MATERIAL PROVIDED:
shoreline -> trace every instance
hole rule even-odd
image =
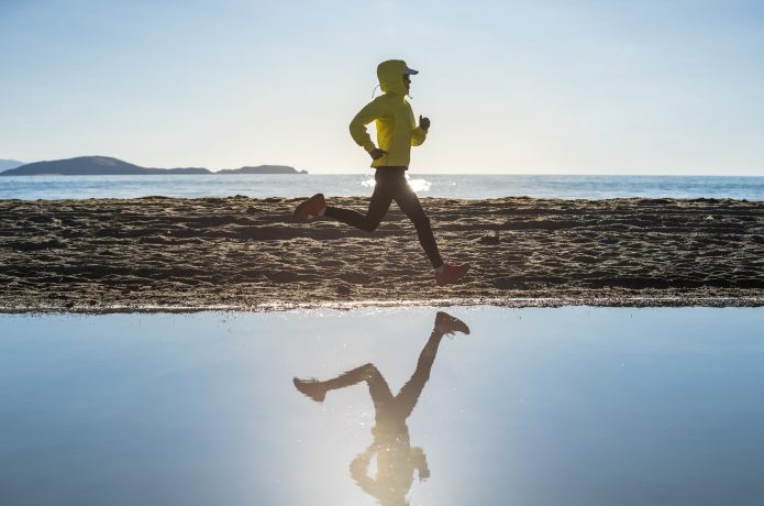
[[[300,199],[0,200],[0,312],[764,306],[764,202],[421,200],[464,284],[434,286],[395,205],[368,233]]]

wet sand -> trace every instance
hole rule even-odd
[[[473,265],[436,287],[395,205],[364,232],[295,222],[298,201],[0,200],[0,310],[764,305],[764,202],[425,198],[444,258]]]

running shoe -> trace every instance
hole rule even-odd
[[[456,283],[461,277],[467,274],[469,271],[469,265],[452,265],[443,264],[443,271],[435,271],[435,284],[436,285],[450,285]]]
[[[326,397],[326,387],[317,380],[300,380],[296,377],[292,380],[292,383],[295,383],[295,388],[317,403],[322,403],[324,397]]]
[[[295,209],[295,218],[310,220],[315,218],[326,207],[323,194],[315,194]]]

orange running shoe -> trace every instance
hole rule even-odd
[[[323,198],[323,194],[315,194],[305,202],[297,206],[295,209],[295,218],[302,218],[310,220],[315,218],[319,213],[326,208],[326,201]]]
[[[456,283],[461,277],[464,277],[469,271],[469,265],[451,265],[443,264],[443,270],[441,272],[435,271],[435,284],[436,285],[450,285]]]

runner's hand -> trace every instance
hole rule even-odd
[[[430,118],[422,118],[422,114],[419,114],[419,128],[430,130]]]

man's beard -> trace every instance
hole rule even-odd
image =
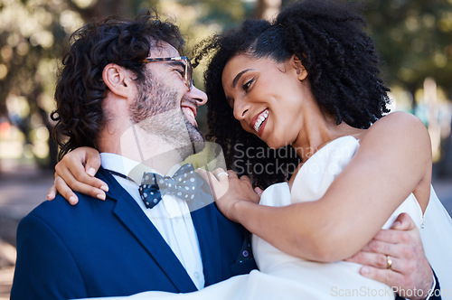
[[[151,77],[147,72],[144,81],[137,84],[138,95],[129,108],[132,123],[172,145],[183,158],[201,151],[204,138],[185,118],[179,93]],[[184,96],[182,101],[193,103],[195,100]]]

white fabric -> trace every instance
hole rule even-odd
[[[317,151],[299,170],[292,186],[277,183],[264,191],[260,204],[284,206],[315,201],[328,189],[336,175],[350,162],[359,147],[352,136],[332,141]],[[391,216],[388,228],[402,211],[408,212],[420,228],[427,258],[431,262],[443,293],[450,293],[452,270],[452,221],[432,190],[422,218],[414,195],[410,195]],[[253,236],[254,256],[260,271],[230,278],[199,292],[170,294],[145,292],[114,299],[393,299],[391,289],[359,275],[360,265],[350,262],[317,263],[283,253],[262,239]],[[443,299],[445,296],[443,295]]]
[[[111,170],[128,175],[140,163],[127,157],[110,154],[100,154],[101,165]],[[165,174],[172,176],[180,168],[174,165]],[[149,169],[148,172],[156,173]],[[131,180],[114,175],[119,184],[132,196],[143,212],[155,226],[173,252],[182,263],[188,275],[198,289],[204,287],[204,273],[198,242],[198,237],[192,221],[187,202],[170,194],[165,194],[162,201],[152,209],[147,209],[141,200],[138,184]]]

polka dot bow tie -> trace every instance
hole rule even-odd
[[[182,200],[193,201],[196,190],[194,175],[194,168],[192,164],[181,166],[173,177],[145,173],[138,188],[141,199],[148,209],[157,205],[162,200],[162,196],[166,193]]]

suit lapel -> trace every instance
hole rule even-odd
[[[202,258],[205,286],[219,282],[221,277],[221,249],[217,221],[217,211],[212,203],[212,197],[208,184],[197,189],[196,202],[211,203],[192,212],[192,220],[198,236]],[[202,204],[203,204],[202,203]]]
[[[178,291],[180,293],[195,291],[196,286],[184,266],[130,194],[104,169],[99,169],[98,176],[108,184],[109,192],[107,193],[107,199],[109,198],[117,202],[114,213],[143,245]]]

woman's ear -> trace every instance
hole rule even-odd
[[[118,96],[130,96],[131,79],[129,71],[115,63],[108,63],[102,71],[102,80],[108,89]]]
[[[297,71],[297,76],[298,77],[298,80],[303,81],[304,80],[306,80],[307,77],[307,70],[305,68],[305,66],[301,63],[300,59],[298,59],[294,54],[292,55],[292,58],[290,60],[292,61],[293,67]]]

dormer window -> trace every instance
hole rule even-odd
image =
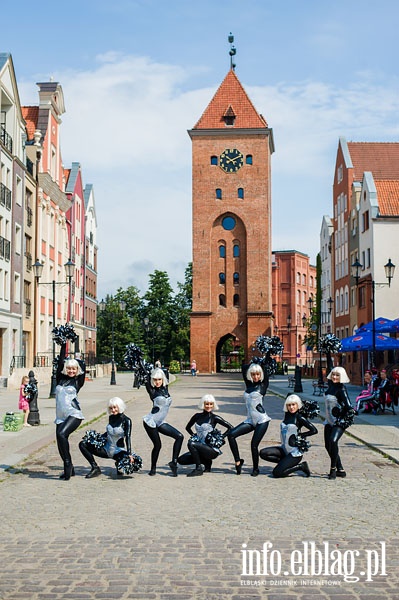
[[[235,120],[236,120],[236,115],[233,110],[233,107],[230,104],[230,106],[228,107],[228,109],[226,110],[226,112],[223,115],[223,121],[224,121],[226,127],[233,127]]]

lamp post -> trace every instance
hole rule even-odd
[[[55,327],[55,286],[56,285],[67,285],[69,287],[69,296],[70,296],[71,281],[72,281],[73,274],[75,272],[75,263],[71,259],[69,259],[64,265],[65,274],[67,276],[68,281],[55,281],[55,279],[53,279],[53,281],[51,281],[51,282],[39,281],[39,279],[43,273],[43,267],[44,267],[44,263],[41,263],[38,258],[36,259],[35,264],[32,265],[33,274],[34,274],[35,280],[36,280],[36,285],[37,286],[39,286],[39,285],[51,285],[52,286],[52,290],[53,290],[53,329],[54,329],[54,327]],[[57,387],[57,367],[55,364],[55,342],[53,340],[53,364],[52,364],[52,370],[51,370],[51,387],[50,387],[49,398],[55,398],[55,388],[56,387]]]
[[[356,257],[355,262],[353,263],[352,266],[352,277],[354,277],[355,281],[356,281],[356,287],[359,287],[359,279],[360,279],[360,271],[363,269],[363,265],[362,263],[359,261],[358,257]],[[386,265],[384,265],[384,269],[385,269],[385,277],[388,279],[388,282],[384,282],[384,283],[376,283],[374,281],[374,279],[372,279],[370,281],[370,279],[365,279],[364,281],[361,282],[361,285],[371,285],[371,305],[372,305],[372,344],[373,344],[373,350],[372,350],[372,354],[371,354],[371,366],[375,367],[375,355],[376,355],[376,349],[375,349],[375,286],[376,285],[387,285],[388,287],[391,287],[391,280],[394,276],[395,273],[395,265],[393,264],[393,262],[391,261],[391,259],[388,259],[388,262]]]
[[[115,372],[115,310],[113,308],[108,308],[108,302],[104,302],[101,300],[99,302],[100,311],[103,313],[108,309],[108,312],[111,314],[111,379],[109,384],[116,385],[116,372]],[[126,302],[121,300],[118,302],[119,310],[124,312],[126,310]]]

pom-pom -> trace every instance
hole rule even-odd
[[[323,354],[337,354],[342,351],[341,340],[333,333],[326,333],[319,339],[317,349]]]
[[[314,419],[320,413],[320,407],[317,400],[306,400],[302,398],[302,407],[299,409],[305,419]]]
[[[138,454],[134,454],[134,452],[131,454],[131,456],[133,457],[133,462],[130,461],[130,455],[126,454],[125,452],[122,453],[123,456],[121,456],[121,458],[118,459],[118,456],[116,456],[116,468],[118,469],[118,471],[120,471],[121,473],[124,473],[125,475],[131,475],[132,473],[135,473],[136,471],[139,471],[141,469],[141,467],[143,466],[143,461],[141,456],[139,456]]]
[[[56,344],[62,346],[62,344],[66,344],[67,340],[71,342],[76,342],[78,339],[78,335],[75,332],[73,325],[70,323],[65,323],[65,325],[59,325],[58,327],[54,327],[53,329],[53,340]]]
[[[212,448],[221,448],[226,442],[223,433],[219,429],[213,429],[207,434],[205,443]]]
[[[307,452],[310,448],[310,443],[300,433],[295,436],[295,446],[300,452]]]
[[[105,444],[107,443],[107,434],[98,433],[98,431],[90,429],[89,431],[86,431],[82,438],[82,441],[91,444],[92,446],[94,446],[94,448],[97,448],[99,450],[100,448],[104,448]]]

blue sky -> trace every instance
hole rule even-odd
[[[236,73],[273,128],[273,249],[314,263],[340,136],[398,141],[395,0],[27,0],[5,9],[22,104],[63,87],[66,167],[94,185],[99,296],[191,260],[192,128]],[[39,12],[40,11],[40,12]]]

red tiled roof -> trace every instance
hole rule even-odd
[[[33,140],[33,135],[37,129],[37,120],[39,117],[38,106],[21,106],[22,116],[26,121],[26,132],[28,140]]]
[[[365,171],[374,179],[399,179],[399,143],[348,142],[354,180],[361,181]]]
[[[226,125],[223,116],[231,113],[236,116],[232,129],[267,127],[265,119],[256,111],[232,69],[193,129],[224,129]]]
[[[382,217],[399,216],[399,181],[375,180],[378,208]]]

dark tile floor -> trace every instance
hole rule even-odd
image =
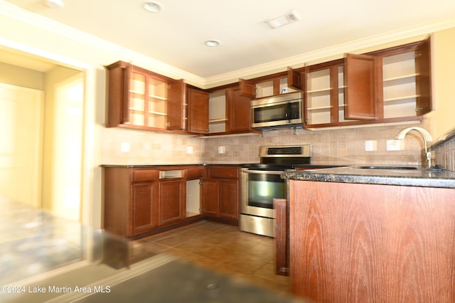
[[[137,243],[141,250],[166,253],[211,270],[240,277],[276,292],[290,292],[289,278],[274,273],[274,239],[237,227],[201,221]]]
[[[80,261],[82,228],[0,197],[0,285]]]

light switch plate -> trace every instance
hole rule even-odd
[[[365,142],[365,152],[373,152],[378,149],[378,142],[376,140],[368,140]]]

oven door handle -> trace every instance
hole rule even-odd
[[[284,173],[283,171],[255,171],[253,169],[247,169],[243,171],[243,172],[247,174],[260,174],[267,175],[282,175]]]

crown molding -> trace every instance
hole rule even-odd
[[[134,52],[127,48],[108,42],[82,31],[56,22],[43,16],[31,13],[10,3],[5,2],[4,0],[0,0],[0,16],[1,16],[9,17],[23,23],[28,24],[31,26],[41,28],[44,32],[52,33],[62,36],[65,39],[70,39],[73,41],[82,43],[82,45],[87,46],[87,48],[98,50],[100,53],[109,52],[112,54],[114,57],[117,58],[118,60],[132,62],[144,68],[150,69],[154,72],[170,78],[185,79],[186,83],[201,88],[210,88],[232,83],[237,81],[239,78],[248,79],[284,71],[286,70],[288,66],[303,66],[305,63],[332,56],[338,56],[341,58],[347,52],[353,52],[356,50],[371,47],[372,46],[378,46],[394,41],[399,41],[403,39],[412,38],[418,36],[427,35],[434,31],[455,27],[455,18],[442,20],[439,22],[420,24],[204,78],[153,58]],[[33,50],[34,53],[40,54],[44,58],[53,60],[64,60],[64,54],[52,53],[50,51],[41,51],[39,46],[25,46],[24,44],[25,43],[15,43],[14,41],[8,42],[8,41],[4,38],[0,39],[0,46],[13,47],[23,51],[31,51],[31,50]],[[26,48],[27,49],[20,49],[21,48]],[[87,60],[90,59],[85,58],[77,59],[66,58],[67,61],[81,61],[82,63],[80,64],[84,66],[87,65],[97,66],[100,64],[100,62],[85,62]],[[102,63],[101,63],[102,64]],[[105,64],[109,63],[110,63],[110,62],[105,63]]]
[[[379,46],[381,44],[393,43],[395,41],[400,41],[404,39],[412,38],[419,36],[429,35],[436,31],[453,27],[455,27],[455,18],[442,20],[439,22],[433,22],[401,28],[380,35],[299,54],[295,56],[268,62],[267,63],[252,66],[250,68],[234,70],[213,77],[209,77],[205,79],[205,84],[208,87],[215,87],[231,83],[234,80],[238,78],[249,79],[273,73],[284,71],[287,69],[288,66],[301,67],[303,66],[305,63],[333,56],[341,58],[343,54],[348,52],[354,52],[359,49],[371,47],[372,46]],[[416,41],[420,38],[422,38],[419,37],[416,38]]]

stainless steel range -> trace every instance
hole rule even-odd
[[[311,168],[311,147],[260,147],[259,154],[259,164],[242,169],[239,228],[273,237],[273,199],[287,198],[287,183],[281,175],[296,167]]]

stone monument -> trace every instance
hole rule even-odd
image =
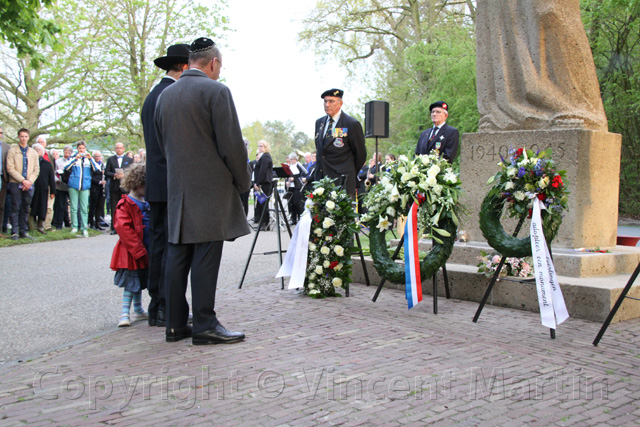
[[[476,22],[481,117],[479,132],[461,144],[469,209],[462,227],[484,241],[477,215],[501,155],[510,147],[551,147],[571,191],[554,246],[615,246],[621,136],[607,129],[579,1],[478,2]]]

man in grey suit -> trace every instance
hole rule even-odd
[[[222,244],[251,230],[240,201],[251,186],[247,150],[231,92],[216,81],[220,50],[208,38],[197,39],[190,50],[189,69],[162,92],[155,112],[167,160],[165,337],[192,337],[196,345],[237,342],[244,334],[222,326],[214,307]],[[185,298],[189,272],[193,330]]]
[[[0,223],[4,218],[4,202],[7,197],[7,187],[9,185],[9,173],[7,172],[7,153],[10,145],[2,140],[4,129],[0,128]],[[2,230],[0,230],[2,231]],[[0,237],[7,237],[0,233]]]

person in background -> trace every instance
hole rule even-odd
[[[100,221],[104,217],[105,192],[104,187],[107,181],[104,179],[105,165],[102,162],[102,153],[95,150],[93,160],[99,166],[91,172],[91,189],[89,192],[89,227],[94,230],[102,231],[104,228],[100,225]]]
[[[41,144],[33,144],[39,157],[40,174],[33,183],[33,199],[31,200],[31,216],[36,222],[36,230],[40,234],[47,234],[44,221],[47,217],[49,200],[53,200],[56,194],[55,175],[53,166],[44,158],[44,147]]]
[[[69,218],[69,187],[62,180],[64,166],[67,164],[73,153],[73,148],[67,145],[62,150],[62,157],[56,160],[56,199],[53,204],[53,225],[57,230],[62,227],[70,227],[71,219]]]
[[[273,160],[271,159],[271,145],[264,139],[258,142],[258,158],[256,160],[255,167],[253,169],[253,191],[262,192],[265,196],[271,195],[273,189]],[[265,200],[264,203],[256,198],[255,211],[256,218],[262,222],[260,223],[260,230],[267,230],[269,226],[269,212],[262,212],[265,209],[269,209],[269,200]]]
[[[29,147],[29,129],[18,131],[18,144],[13,145],[7,154],[7,172],[11,193],[11,239],[18,237],[32,239],[29,236],[29,208],[33,198],[33,183],[40,174],[38,153]]]
[[[71,202],[71,232],[78,232],[78,218],[80,218],[80,231],[83,237],[89,237],[87,222],[89,217],[89,191],[91,189],[92,171],[100,169],[100,166],[93,160],[91,154],[87,152],[87,145],[84,141],[76,144],[78,152],[72,156],[64,170],[71,170],[69,176],[69,200]],[[79,209],[78,209],[79,208]],[[78,210],[80,216],[78,217]]]

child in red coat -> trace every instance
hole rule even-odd
[[[127,169],[122,187],[129,190],[118,202],[113,215],[114,228],[120,240],[111,256],[111,269],[116,272],[114,283],[123,288],[122,315],[118,326],[129,326],[133,302],[133,320],[148,317],[142,308],[142,290],[147,287],[149,255],[149,203],[144,200],[145,165]]]

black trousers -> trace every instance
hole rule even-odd
[[[105,199],[104,188],[92,185],[89,193],[89,225],[100,225],[100,218],[104,216]]]
[[[69,192],[56,190],[56,198],[53,201],[53,221],[51,224],[56,228],[62,228],[62,225],[69,227],[71,218],[69,218]]]
[[[20,184],[9,183],[11,193],[11,233],[24,236],[29,231],[29,208],[33,199],[33,185],[28,191],[22,191]]]
[[[167,265],[167,202],[149,202],[149,283],[147,289],[151,301],[149,313],[155,315],[158,310],[166,313],[165,272]]]
[[[165,274],[167,329],[182,328],[187,325],[189,303],[185,292],[189,272],[191,272],[193,333],[204,332],[218,325],[214,308],[223,243],[169,243]]]
[[[111,229],[112,230],[113,230],[113,223],[115,222],[115,219],[116,219],[116,206],[118,206],[118,202],[122,198],[123,194],[126,194],[126,193],[123,193],[120,190],[111,191],[109,193],[109,197],[111,197],[110,202],[111,202]]]

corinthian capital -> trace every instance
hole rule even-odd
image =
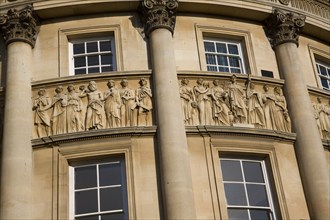
[[[39,19],[31,5],[22,10],[9,9],[0,16],[0,30],[6,45],[22,41],[34,47],[39,30]]]
[[[306,16],[293,12],[274,10],[265,21],[265,32],[273,48],[293,42],[299,45],[298,37],[301,28],[305,25]]]
[[[174,32],[178,0],[142,0],[142,21],[145,32],[149,35],[157,28],[165,28]]]

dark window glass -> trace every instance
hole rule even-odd
[[[100,169],[100,186],[121,185],[120,163],[102,164]]]
[[[75,189],[84,189],[97,186],[96,166],[75,168]]]
[[[101,211],[124,209],[123,193],[121,187],[110,187],[100,189]]]
[[[242,169],[239,161],[220,160],[220,163],[224,181],[243,181]]]
[[[246,189],[251,206],[269,206],[266,187],[264,185],[246,184]]]
[[[247,205],[244,185],[241,183],[225,183],[228,205]]]
[[[97,190],[75,192],[76,214],[97,212]]]
[[[260,163],[243,161],[243,170],[246,182],[265,182]]]

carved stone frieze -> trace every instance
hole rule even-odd
[[[146,35],[158,28],[168,29],[173,34],[177,8],[178,0],[142,0],[140,11]]]
[[[0,30],[6,44],[22,41],[34,47],[38,31],[39,18],[31,5],[22,10],[9,9],[0,16]]]
[[[286,42],[298,46],[299,32],[305,25],[305,19],[306,16],[275,9],[265,21],[265,32],[272,47]]]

REQUIRED WORK: Output the line holding "dark window glass -> trace every instance", then every later line through the end of the records above, exactly as given and nothing else.

REPLY TO THE EXERCISE:
dark window glass -> trace every instance
hole rule even-odd
[[[100,169],[100,186],[121,185],[120,163],[102,164]]]
[[[75,189],[84,189],[97,186],[96,166],[75,168]]]
[[[101,211],[124,209],[123,193],[121,187],[110,187],[100,189]]]
[[[242,169],[239,161],[220,160],[220,163],[224,181],[243,181]]]
[[[246,189],[251,206],[269,206],[266,187],[264,185],[246,184]]]
[[[247,205],[244,185],[241,183],[225,183],[228,205]]]
[[[97,190],[75,192],[76,214],[97,212]]]
[[[260,163],[243,161],[243,170],[246,182],[265,182]]]

carved stone frieze -> trace every instance
hole rule even-odd
[[[146,35],[158,28],[168,29],[173,34],[177,8],[178,0],[142,0],[140,11]]]
[[[0,30],[6,44],[22,41],[34,47],[38,31],[39,18],[31,5],[22,10],[9,9],[0,16]]]
[[[286,42],[298,46],[299,32],[305,25],[305,19],[306,16],[275,9],[265,21],[265,32],[272,47]]]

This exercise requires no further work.